··· Data for this exercise ···
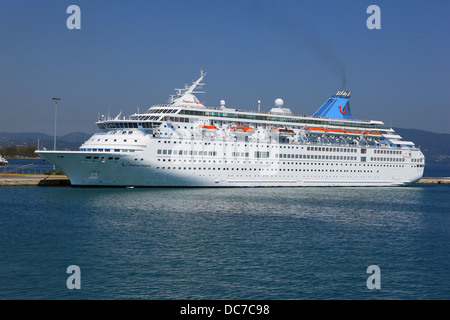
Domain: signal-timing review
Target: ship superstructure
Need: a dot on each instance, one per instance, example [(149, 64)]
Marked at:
[(186, 144)]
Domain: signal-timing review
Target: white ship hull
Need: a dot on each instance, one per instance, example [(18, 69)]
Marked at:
[(170, 146), (148, 169)]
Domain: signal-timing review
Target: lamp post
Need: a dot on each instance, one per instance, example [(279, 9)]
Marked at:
[(54, 136)]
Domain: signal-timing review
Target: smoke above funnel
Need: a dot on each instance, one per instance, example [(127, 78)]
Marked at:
[(305, 37)]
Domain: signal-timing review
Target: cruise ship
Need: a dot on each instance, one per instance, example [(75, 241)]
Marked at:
[(186, 144)]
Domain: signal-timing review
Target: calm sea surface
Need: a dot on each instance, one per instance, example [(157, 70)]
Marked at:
[(262, 243)]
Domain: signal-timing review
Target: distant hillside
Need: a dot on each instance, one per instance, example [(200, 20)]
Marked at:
[(435, 146), (71, 141)]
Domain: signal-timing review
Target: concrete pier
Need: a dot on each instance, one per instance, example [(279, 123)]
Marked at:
[(26, 180), (11, 180), (444, 180)]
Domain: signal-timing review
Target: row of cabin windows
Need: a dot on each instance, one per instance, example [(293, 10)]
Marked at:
[(330, 149), (387, 159), (387, 152)]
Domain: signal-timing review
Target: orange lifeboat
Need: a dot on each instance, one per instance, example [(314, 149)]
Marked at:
[(372, 134), (334, 132), (315, 130), (284, 131), (242, 130), (208, 128), (354, 133)]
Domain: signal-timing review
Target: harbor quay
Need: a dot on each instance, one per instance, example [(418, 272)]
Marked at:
[(25, 180), (17, 180)]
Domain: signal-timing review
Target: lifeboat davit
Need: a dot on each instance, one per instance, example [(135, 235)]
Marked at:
[(284, 131), (334, 132), (353, 133), (208, 128), (242, 130), (315, 130), (372, 134)]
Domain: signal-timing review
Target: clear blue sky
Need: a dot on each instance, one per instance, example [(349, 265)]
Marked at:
[(131, 54)]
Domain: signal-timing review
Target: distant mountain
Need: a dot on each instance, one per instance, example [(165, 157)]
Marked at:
[(71, 141), (435, 146)]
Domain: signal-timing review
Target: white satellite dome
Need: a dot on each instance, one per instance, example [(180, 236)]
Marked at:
[(279, 102)]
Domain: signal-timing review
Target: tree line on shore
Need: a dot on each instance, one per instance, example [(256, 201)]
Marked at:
[(13, 151)]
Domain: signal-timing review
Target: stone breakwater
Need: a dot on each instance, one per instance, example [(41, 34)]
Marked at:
[(12, 180), (445, 180), (26, 180)]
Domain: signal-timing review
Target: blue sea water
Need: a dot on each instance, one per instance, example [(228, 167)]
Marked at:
[(252, 243)]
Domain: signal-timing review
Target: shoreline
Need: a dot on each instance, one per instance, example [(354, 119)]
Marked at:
[(39, 180)]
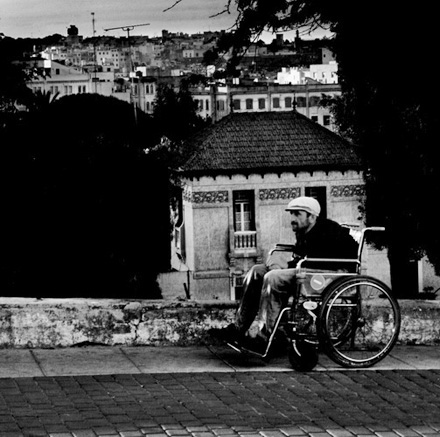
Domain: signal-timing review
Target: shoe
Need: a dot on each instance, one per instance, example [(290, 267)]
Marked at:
[(254, 344), (229, 333)]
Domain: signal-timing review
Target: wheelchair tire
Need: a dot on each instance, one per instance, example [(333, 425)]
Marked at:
[(303, 356), (359, 321)]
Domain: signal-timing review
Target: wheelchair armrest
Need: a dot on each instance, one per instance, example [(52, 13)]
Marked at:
[(282, 247), (327, 260)]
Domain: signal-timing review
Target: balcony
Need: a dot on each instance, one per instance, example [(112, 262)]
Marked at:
[(245, 240)]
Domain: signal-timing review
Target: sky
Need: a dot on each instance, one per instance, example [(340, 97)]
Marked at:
[(40, 18)]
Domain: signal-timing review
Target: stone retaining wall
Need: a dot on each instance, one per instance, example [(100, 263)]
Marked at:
[(52, 323)]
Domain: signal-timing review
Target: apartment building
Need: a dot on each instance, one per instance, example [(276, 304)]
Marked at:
[(218, 101)]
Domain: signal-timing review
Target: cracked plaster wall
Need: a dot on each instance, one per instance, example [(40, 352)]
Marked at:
[(52, 323)]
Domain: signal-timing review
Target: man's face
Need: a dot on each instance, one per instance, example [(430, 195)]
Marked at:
[(301, 221)]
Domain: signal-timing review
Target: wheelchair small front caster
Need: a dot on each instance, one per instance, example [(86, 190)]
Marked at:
[(303, 356)]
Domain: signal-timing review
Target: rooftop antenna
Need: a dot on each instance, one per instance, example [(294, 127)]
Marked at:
[(128, 29), (94, 52)]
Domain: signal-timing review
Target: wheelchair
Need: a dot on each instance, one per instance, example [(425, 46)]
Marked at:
[(353, 318)]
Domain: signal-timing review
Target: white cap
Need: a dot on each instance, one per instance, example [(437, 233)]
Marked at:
[(304, 203)]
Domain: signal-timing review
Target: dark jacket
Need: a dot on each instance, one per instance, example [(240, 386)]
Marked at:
[(327, 239)]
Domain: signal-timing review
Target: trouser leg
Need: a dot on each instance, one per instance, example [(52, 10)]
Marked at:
[(248, 308), (276, 289)]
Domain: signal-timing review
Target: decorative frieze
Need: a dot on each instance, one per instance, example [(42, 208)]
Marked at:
[(206, 196), (347, 190), (279, 193)]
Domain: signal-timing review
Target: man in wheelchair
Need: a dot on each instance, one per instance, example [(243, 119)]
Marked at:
[(266, 288)]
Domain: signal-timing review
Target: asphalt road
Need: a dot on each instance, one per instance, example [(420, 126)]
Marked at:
[(213, 391)]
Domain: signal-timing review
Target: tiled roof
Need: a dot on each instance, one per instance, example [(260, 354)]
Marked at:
[(269, 142)]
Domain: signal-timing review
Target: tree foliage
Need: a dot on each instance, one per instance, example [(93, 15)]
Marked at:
[(381, 50), (87, 214)]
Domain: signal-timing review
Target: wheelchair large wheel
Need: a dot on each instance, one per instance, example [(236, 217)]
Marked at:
[(359, 321)]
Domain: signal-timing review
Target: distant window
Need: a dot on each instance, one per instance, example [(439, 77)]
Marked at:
[(314, 101), (301, 102), (244, 210), (319, 193)]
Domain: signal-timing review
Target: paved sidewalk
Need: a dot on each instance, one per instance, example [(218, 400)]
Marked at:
[(213, 392), (106, 360)]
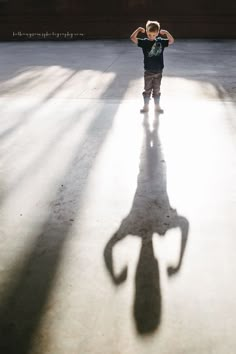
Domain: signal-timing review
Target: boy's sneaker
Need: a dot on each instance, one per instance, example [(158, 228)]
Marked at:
[(145, 109), (158, 109)]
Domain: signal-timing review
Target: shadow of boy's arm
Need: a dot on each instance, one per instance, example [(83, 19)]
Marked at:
[(183, 224), (108, 257)]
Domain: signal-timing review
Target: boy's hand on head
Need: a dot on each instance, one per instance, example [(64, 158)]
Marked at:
[(163, 32), (141, 29)]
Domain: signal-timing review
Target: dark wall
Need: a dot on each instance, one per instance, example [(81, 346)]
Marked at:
[(73, 19)]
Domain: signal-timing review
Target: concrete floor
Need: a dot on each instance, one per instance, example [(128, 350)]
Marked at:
[(89, 187)]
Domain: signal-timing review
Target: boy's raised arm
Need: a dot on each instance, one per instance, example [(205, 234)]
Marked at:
[(133, 36), (168, 35)]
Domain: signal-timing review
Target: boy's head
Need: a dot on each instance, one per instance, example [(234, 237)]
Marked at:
[(152, 29)]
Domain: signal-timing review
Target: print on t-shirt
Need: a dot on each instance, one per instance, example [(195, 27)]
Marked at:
[(156, 50)]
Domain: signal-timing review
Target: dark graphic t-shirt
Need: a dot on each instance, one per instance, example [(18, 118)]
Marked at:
[(153, 53)]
···
▶ **Instructions to follow**: Reproduce all of the rows above word for word, leaving out the pictures.

▶ **Problem solution**:
Domain: signal-timing review
Target: ship superstructure
Need: a dot on each instance, one per instance, example [(149, 64)]
Marked at:
[(186, 144)]
Domain: signal-timing review
Target: white ship hull
Need: a dot on each instance, one per instance, example [(18, 69)]
Marked at:
[(170, 146), (148, 169)]
Domain: signal-timing review
Target: lamp post
Need: a dot on each instance, one per instance, example [(279, 9)]
Marked at:
[(54, 136)]
Domain: signal-timing review
Target: smoke above funnel
Need: a dot on each instance, one per instance, example [(127, 78)]
Marked at:
[(305, 37)]
Domain: signal-timing review
Target: cruise ship
Need: a dot on each instance, one per instance, example [(75, 241)]
Marked at:
[(186, 144)]
Domain: signal-timing review
Target: calm sea surface
Need: a dot on each instance, one per instance, example [(157, 70)]
Marked at:
[(262, 243)]
Domain: signal-timing review
Target: distant hillside
Need: a dot on each instance, one per instance, example [(200, 20)]
Marked at:
[(435, 146), (71, 141)]
Domain: signal-timing review
Target: concrete pier
Need: a dot on each instance, one per instance, example [(279, 123)]
Marked at:
[(26, 180), (11, 180), (444, 180)]
Domain: signal-timing review
Target: row of cabin windows
Need: a dot on each instance, one per instance, example [(293, 10)]
Marked at:
[(330, 149), (387, 159), (387, 152)]
Domain: signal-timing review
Target: orange lifeboat
Need: a dot on each instance, one per instance, example [(314, 149)]
Marked at:
[(372, 134), (334, 132), (315, 130), (284, 131), (242, 130), (208, 128), (354, 133)]
Domain: signal-timing review
Target: harbor quay
Need: a dot on each instance, one per instance, example [(418, 272)]
Marked at:
[(25, 180), (17, 180)]
Domain: signal-timing review
Target: lifeboat davit
Need: a dot on each instance, one per instance, example [(135, 235)]
Marked at:
[(284, 131), (334, 132), (353, 133), (208, 128), (242, 130), (315, 130), (372, 134)]
Domain: signal-timing review
Target: clear blue sky
Need: a dot on each instance, one per instance, example [(349, 265)]
Marked at:
[(131, 54)]
Domain: signal-timing review
Target: distant mountain
Need: a dot on each instance, one per instance, example [(165, 157)]
Marked at:
[(71, 141), (435, 146)]
Domain: signal-timing review
Target: white satellite dome
Need: a dot on each instance, one per instance, example [(180, 236)]
Marked at:
[(279, 102)]
Domain: signal-timing review
Target: tree line on shore
Need: a dot on each instance, one per instance, example [(256, 201)]
Marked at:
[(13, 151)]
Domain: signal-timing review
Target: stone breakwater
Need: a dot on each instance, one per instance, example [(41, 34)]
Marked at:
[(12, 180), (445, 180), (26, 180)]
Domain: signal-timing review
Target: blue sea water
Need: a dot on each instance, one per instance, example [(228, 167)]
Marked at:
[(252, 243)]
Domain: signal-timing review
Target: shoreline
Need: a dot on each instance, one per instance, example [(354, 119)]
Marked at:
[(39, 180)]
Domain: signal-timing review
Target: shoe
Need: a dot on each instance, one per instance, example [(290, 267)]
Marked at:
[(254, 344), (229, 333)]
Domain: signal-timing review
Target: wheelchair tire
Need: a dot on each instance, one per instance, example [(333, 425)]
Marked at:
[(303, 356), (359, 321)]
Domain: signal-timing review
Target: wheelchair armrest
Need: a dot on each instance, one per instance, example [(52, 13)]
Marked at:
[(282, 247), (327, 260)]
Domain: signal-timing review
Target: balcony
Need: a dot on each instance, one per instance, example [(112, 262)]
Marked at:
[(245, 240)]
Domain: signal-timing review
Target: sky
Need: a dot on each instance, one per instance, example [(340, 97)]
Marked at:
[(40, 18)]
Domain: signal-timing review
Target: stone retaining wall
Need: a dot on each instance, one per instance, example [(100, 263)]
Marked at:
[(52, 323)]
Domain: signal-timing review
Target: apartment building
Need: a dot on each instance, one per instance, example [(276, 304)]
Marked at:
[(218, 101)]
Domain: signal-timing review
Target: cracked plaster wall
Need: a dot on each instance, one per instance, example [(40, 352)]
Marked at:
[(52, 323)]
Domain: signal-timing review
Target: man's face
Need: a dot on each instance, one per instance, example [(430, 195)]
Marked at:
[(301, 221)]
Domain: signal-timing review
Target: wheelchair small front caster
Need: a dot on each instance, one per instance, example [(86, 190)]
Marked at:
[(303, 356)]
Domain: signal-timing review
Target: rooftop antenna
Need: a dot on each instance, one per instance, example [(294, 127)]
Marked at:
[(128, 29), (94, 52)]
Domain: signal-timing review
Target: wheelchair
Need: a dot on each instance, one per instance, example [(425, 46)]
Marked at:
[(353, 318)]
Domain: signal-timing review
Target: white cap
Need: a dot on each instance, one per instance, example [(437, 233)]
Marked at:
[(304, 203)]
Domain: signal-timing review
Target: dark jacket
Need: a dot on each instance, one per instance, example [(240, 386)]
Marked at:
[(327, 239)]
Domain: signal-timing review
Target: trouser leg
Need: a dot on each instance, one per instance, example [(52, 10)]
Marked at:
[(248, 308), (276, 289)]
Domain: signal-timing review
Target: decorative frieze
Need: a dot on each instance, one per instance, example [(42, 208)]
Marked at:
[(206, 196), (347, 190), (279, 193)]
Domain: signal-timing review
Target: man in wheelchair
Need: a dot on each instance, one per instance, example [(243, 119)]
Marked at:
[(266, 288)]
Domain: signal-timing review
Target: asphalt road
Need: a dot on each instance, one per instance, example [(420, 126)]
Marked at:
[(213, 391)]
Domain: signal-timing review
Target: tiled roof
Need: a dot on each instance, one per instance, example [(260, 354)]
Marked at:
[(269, 142)]
Domain: signal-timing review
Target: tree foliage
Need: a dot on each instance, one per instance, example [(93, 15)]
Marked at:
[(381, 50), (87, 214)]
Domain: signal-timing review
Target: wheelchair large wheel
Need: a dot on each instance, one per instance, example [(236, 217)]
Marked at:
[(359, 321)]
Domain: signal-timing review
Target: distant window
Need: a dot on each instance, one per instance, example [(439, 77)]
Marked at:
[(314, 101), (301, 102), (244, 210), (319, 193)]
Domain: signal-timing review
Target: paved sidewalk
Need: a dot on each instance, one per instance, example [(218, 400)]
Marked at:
[(213, 392), (106, 360)]
Domain: signal-timing review
Target: boy's sneaker
Need: a dot on each instance, one per instance, example [(158, 228)]
Marked at:
[(145, 109), (158, 109)]
Domain: signal-timing review
Target: shadow of boy's arm
Need: a dot on each instance, one per instance, example [(83, 19)]
Marked at:
[(183, 224), (108, 257)]
Domain: signal-timing review
Target: boy's hand on head
Need: a dot on each instance, one per instance, example [(64, 158)]
Marked at:
[(163, 32), (141, 29)]
Domain: signal-timing review
Target: dark wall
Need: a dot on each instance, one per instance, example [(81, 346)]
Marked at:
[(73, 19)]
Domain: signal-timing review
Target: concrete floor
Need: a dot on each instance, one per instance, example [(128, 350)]
Marked at:
[(89, 187)]
Domain: signal-timing review
Target: boy's raised arm
Need: a dot on each instance, one per instance, example [(205, 234)]
Marked at:
[(133, 36), (168, 35)]
Domain: signal-timing review
Target: boy's head
Need: a dot on each instance, one per instance, example [(234, 237)]
Marked at:
[(152, 29)]
Domain: signal-timing review
Target: print on t-shirt
Need: a dot on each instance, one per instance, example [(195, 27)]
Marked at:
[(156, 50)]
Domain: signal-timing review
Target: dark graphic t-shirt
Need: a dot on each instance, one per instance, example [(18, 118)]
Marked at:
[(153, 53)]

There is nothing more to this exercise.